## AIM
Rewrite every line of the records below, substituting "template" for each occurrence of "sample" and leaving everything else unchanged.

-- Begin THE RECORDS --

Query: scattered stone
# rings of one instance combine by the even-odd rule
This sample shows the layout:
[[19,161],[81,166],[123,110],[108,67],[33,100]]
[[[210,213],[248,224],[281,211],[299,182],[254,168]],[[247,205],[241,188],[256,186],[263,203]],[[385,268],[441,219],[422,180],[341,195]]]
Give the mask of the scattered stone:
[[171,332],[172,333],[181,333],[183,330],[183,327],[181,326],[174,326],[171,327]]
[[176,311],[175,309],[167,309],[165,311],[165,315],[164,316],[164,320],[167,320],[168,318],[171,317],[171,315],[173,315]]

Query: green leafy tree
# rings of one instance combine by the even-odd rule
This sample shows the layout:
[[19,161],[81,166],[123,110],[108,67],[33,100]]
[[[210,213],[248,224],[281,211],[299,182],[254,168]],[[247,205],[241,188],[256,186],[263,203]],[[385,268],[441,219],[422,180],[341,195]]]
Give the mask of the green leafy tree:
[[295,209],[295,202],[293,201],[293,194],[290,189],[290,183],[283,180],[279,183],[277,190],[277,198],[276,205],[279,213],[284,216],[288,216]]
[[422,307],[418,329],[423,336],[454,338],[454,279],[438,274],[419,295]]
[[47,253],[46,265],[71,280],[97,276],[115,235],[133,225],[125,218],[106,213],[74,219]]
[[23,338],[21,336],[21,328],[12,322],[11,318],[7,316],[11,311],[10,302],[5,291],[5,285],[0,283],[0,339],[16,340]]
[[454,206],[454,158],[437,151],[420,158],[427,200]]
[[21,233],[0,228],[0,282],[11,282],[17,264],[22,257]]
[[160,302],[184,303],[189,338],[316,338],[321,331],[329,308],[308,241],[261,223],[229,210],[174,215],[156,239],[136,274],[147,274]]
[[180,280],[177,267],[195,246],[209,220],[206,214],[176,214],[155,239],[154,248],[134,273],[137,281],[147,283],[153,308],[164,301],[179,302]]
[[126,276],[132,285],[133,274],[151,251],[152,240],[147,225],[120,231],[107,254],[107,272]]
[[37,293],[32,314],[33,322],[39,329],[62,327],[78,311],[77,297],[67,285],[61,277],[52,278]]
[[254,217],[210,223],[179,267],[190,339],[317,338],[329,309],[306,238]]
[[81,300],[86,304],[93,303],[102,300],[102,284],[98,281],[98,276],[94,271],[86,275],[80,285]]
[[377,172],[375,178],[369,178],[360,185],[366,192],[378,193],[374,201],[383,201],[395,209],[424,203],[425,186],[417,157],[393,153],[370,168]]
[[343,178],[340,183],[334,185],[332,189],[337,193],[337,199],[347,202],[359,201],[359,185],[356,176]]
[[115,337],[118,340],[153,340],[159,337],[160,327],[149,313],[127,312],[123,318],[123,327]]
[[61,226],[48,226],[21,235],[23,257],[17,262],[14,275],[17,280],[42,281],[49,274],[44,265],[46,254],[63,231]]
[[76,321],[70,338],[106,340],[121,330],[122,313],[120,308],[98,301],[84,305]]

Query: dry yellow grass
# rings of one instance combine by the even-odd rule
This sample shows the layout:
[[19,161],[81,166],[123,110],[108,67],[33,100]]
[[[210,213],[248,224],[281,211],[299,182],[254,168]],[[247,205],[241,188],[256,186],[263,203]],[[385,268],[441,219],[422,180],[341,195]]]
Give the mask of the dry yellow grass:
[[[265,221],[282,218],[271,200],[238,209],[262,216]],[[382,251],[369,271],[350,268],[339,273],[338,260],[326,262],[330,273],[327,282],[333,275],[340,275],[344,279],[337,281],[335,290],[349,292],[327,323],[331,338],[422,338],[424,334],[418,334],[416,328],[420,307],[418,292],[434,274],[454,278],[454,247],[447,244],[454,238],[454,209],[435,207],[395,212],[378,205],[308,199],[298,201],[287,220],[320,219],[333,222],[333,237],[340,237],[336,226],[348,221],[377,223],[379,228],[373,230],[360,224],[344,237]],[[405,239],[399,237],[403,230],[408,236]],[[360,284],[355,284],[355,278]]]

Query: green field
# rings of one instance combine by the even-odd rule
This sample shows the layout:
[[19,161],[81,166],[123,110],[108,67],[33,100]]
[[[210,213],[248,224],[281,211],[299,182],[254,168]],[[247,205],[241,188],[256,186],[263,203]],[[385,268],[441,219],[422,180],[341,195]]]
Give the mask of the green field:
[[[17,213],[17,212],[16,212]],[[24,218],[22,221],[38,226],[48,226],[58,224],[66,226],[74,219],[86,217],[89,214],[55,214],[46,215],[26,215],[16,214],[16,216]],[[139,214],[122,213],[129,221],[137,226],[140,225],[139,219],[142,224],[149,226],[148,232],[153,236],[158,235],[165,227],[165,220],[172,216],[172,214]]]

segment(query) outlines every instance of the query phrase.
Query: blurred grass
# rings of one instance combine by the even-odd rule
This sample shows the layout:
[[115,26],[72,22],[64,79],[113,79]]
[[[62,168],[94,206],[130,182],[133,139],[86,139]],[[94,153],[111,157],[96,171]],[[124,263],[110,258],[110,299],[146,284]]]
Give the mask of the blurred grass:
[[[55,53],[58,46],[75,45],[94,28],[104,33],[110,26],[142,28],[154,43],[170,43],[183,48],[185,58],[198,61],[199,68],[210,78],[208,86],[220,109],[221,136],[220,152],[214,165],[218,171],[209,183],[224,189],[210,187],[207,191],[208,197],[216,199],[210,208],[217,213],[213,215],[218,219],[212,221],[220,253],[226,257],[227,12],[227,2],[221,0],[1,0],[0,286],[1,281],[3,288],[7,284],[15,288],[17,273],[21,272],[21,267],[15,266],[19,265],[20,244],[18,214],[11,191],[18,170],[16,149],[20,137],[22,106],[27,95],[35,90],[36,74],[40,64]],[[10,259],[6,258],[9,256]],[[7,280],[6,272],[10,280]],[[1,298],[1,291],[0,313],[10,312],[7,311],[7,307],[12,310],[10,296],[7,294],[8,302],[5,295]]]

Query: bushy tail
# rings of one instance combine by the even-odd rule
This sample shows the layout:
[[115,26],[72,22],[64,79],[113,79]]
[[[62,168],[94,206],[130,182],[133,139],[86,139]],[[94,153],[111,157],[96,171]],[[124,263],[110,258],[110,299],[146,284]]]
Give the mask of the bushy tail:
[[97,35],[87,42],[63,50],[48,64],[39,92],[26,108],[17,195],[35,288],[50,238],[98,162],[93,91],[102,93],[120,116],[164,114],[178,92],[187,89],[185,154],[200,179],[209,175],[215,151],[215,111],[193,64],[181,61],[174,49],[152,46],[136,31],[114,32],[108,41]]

-- End THE RECORDS --

## TASK SOLUTION
Query: scattered stone
# rings of one instance combine by the even-odd rule
This template shows the layout:
[[19,161],[81,166],[123,110],[108,67],[33,100]]
[[[210,213],[248,224],[281,211],[299,182],[254,168]],[[247,205],[241,188],[256,186],[263,203]],[[385,268],[441,219],[422,180],[341,195]]]
Give the mask of the scattered stone:
[[171,332],[172,333],[181,333],[183,330],[183,327],[181,326],[174,326],[171,327]]
[[176,311],[175,309],[167,309],[165,311],[165,315],[164,316],[164,320],[167,320],[168,318],[171,317],[171,315],[173,315]]

Query: green leafy tree
# rings of one instance combine by the even-odd rule
This template shows the layout:
[[19,161],[81,166],[123,110],[108,67],[33,100]]
[[[210,213],[248,224],[281,211],[299,182],[254,168]],[[247,205],[241,188],[256,186],[263,203]],[[385,268],[441,219],[422,180],[341,195]]]
Give the mask of the green leafy tree:
[[295,209],[295,202],[293,201],[293,194],[290,189],[290,183],[283,180],[279,183],[277,190],[277,198],[276,205],[279,213],[284,216],[288,216]]
[[422,307],[418,329],[423,336],[454,338],[454,279],[438,274],[419,295]]
[[47,253],[46,265],[71,280],[97,276],[115,235],[133,225],[125,218],[106,213],[74,219]]
[[23,338],[21,336],[21,328],[12,322],[11,318],[7,316],[11,311],[10,302],[5,291],[5,285],[0,283],[0,339],[16,340]]
[[454,206],[454,158],[437,151],[420,158],[427,200]]
[[21,233],[0,228],[0,282],[11,282],[17,264],[22,257]]
[[160,302],[184,303],[189,338],[316,338],[321,331],[329,308],[308,241],[261,223],[229,210],[174,215],[156,239],[136,274],[147,274]]
[[180,280],[177,267],[195,246],[209,220],[206,214],[176,214],[155,239],[154,248],[134,273],[137,281],[147,283],[153,308],[164,301],[179,302]]
[[126,276],[132,285],[133,274],[151,251],[152,240],[147,225],[120,231],[107,254],[107,272]]
[[37,293],[32,314],[33,322],[39,329],[62,327],[78,311],[77,297],[67,285],[61,277],[52,278]]
[[254,217],[210,223],[179,267],[190,339],[317,338],[329,309],[306,238]]
[[81,300],[86,304],[93,303],[102,300],[102,284],[98,281],[98,276],[94,271],[86,275],[80,285]]
[[377,172],[375,178],[369,178],[360,185],[366,192],[378,193],[374,201],[383,201],[395,209],[424,203],[425,186],[417,157],[393,153],[370,168]]
[[343,178],[340,183],[334,185],[332,189],[337,193],[337,199],[347,202],[359,201],[359,185],[356,176]]
[[115,337],[118,340],[153,340],[159,337],[160,327],[149,313],[127,312],[123,318],[123,327]]
[[61,226],[48,226],[21,235],[23,257],[17,262],[14,275],[17,280],[42,281],[49,274],[44,265],[46,254],[63,231]]
[[76,321],[70,338],[106,340],[121,330],[122,313],[120,308],[98,301],[84,305]]

Query: dry yellow grass
# rings of one instance combine by the even-odd rule
This template shows the layout:
[[19,161],[81,166],[123,110],[108,67],[33,100]]
[[[210,213],[248,224],[281,211],[299,182],[254,168]],[[247,205],[241,188],[256,186],[263,203]],[[385,268],[441,219],[422,180],[341,195]]]
Give the mask of the dry yellow grass:
[[[265,221],[282,218],[271,200],[238,209],[262,216]],[[382,251],[369,271],[350,268],[339,273],[338,260],[326,262],[330,273],[327,282],[333,275],[340,275],[344,279],[337,281],[335,290],[349,292],[327,323],[331,338],[422,338],[424,334],[418,334],[416,328],[420,307],[418,292],[434,274],[454,278],[454,247],[447,244],[454,238],[454,209],[435,207],[395,212],[378,205],[308,199],[298,201],[287,220],[320,219],[333,222],[333,237],[340,237],[336,226],[348,221],[377,223],[379,228],[373,230],[360,224],[344,237]],[[405,239],[399,237],[403,230],[408,236]],[[360,284],[355,284],[355,278]]]

Query: green field
# rings of one instance combine by the even-odd rule
This template shows the layout:
[[19,161],[81,166],[123,110],[108,67],[33,100]]
[[[210,213],[248,224],[281,211],[299,182],[254,168]],[[247,205],[241,188],[256,186],[263,203]],[[385,268],[441,219],[422,180],[341,195]]]
Give the mask of the green field:
[[[17,213],[17,212],[16,212]],[[24,218],[22,221],[38,226],[48,226],[58,224],[66,226],[74,219],[86,217],[89,214],[55,214],[46,215],[26,215],[16,214],[16,216]],[[139,214],[122,213],[129,221],[137,226],[140,225],[139,219],[142,224],[149,226],[148,232],[153,236],[158,235],[165,227],[165,220],[172,216],[172,214]]]

segment(query) outlines every instance of the query phrase.
Query: blurred grass
# rings of one instance combine by the even-odd rule
This template shows the layout:
[[115,26],[72,22],[64,79],[113,79]]
[[[62,168],[94,206],[130,182],[133,139],[86,139]],[[94,153],[111,157],[96,171]],[[124,263],[110,258],[110,299],[146,284]]]
Give the mask of the blurred grass:
[[[55,53],[58,46],[75,45],[94,28],[104,33],[110,26],[142,28],[154,43],[170,43],[183,48],[185,58],[198,61],[199,68],[210,78],[208,86],[220,109],[221,136],[220,152],[214,165],[218,171],[209,183],[224,189],[210,187],[207,191],[208,197],[216,199],[210,208],[217,213],[213,215],[218,219],[212,221],[220,253],[226,257],[227,12],[227,2],[221,0],[1,0],[0,286],[1,281],[3,288],[7,284],[15,288],[17,273],[21,272],[21,267],[15,266],[19,265],[20,244],[18,214],[11,191],[18,170],[16,149],[20,137],[22,106],[27,95],[35,90],[36,74],[40,64]],[[10,259],[6,258],[9,256]],[[7,280],[6,272],[10,280]],[[1,298],[1,291],[0,313],[10,312],[7,311],[7,307],[12,310],[10,296],[7,294],[8,302],[5,295]]]

Query: bushy tail
# rings of one instance combine by the even-odd rule
This template shows the layout:
[[115,26],[72,22],[64,79],[113,79]]
[[[62,168],[94,206],[130,182],[133,139],[86,139]],[[94,153],[111,157],[96,171]],[[124,263],[110,258],[110,299],[146,284]]]
Give the mask of the bushy tail:
[[97,35],[87,42],[63,50],[48,64],[39,92],[26,108],[17,195],[35,288],[50,238],[98,162],[93,91],[102,93],[120,116],[164,114],[178,92],[187,89],[185,154],[200,179],[209,175],[215,151],[215,111],[193,64],[181,61],[174,49],[152,46],[136,31],[114,32],[108,41]]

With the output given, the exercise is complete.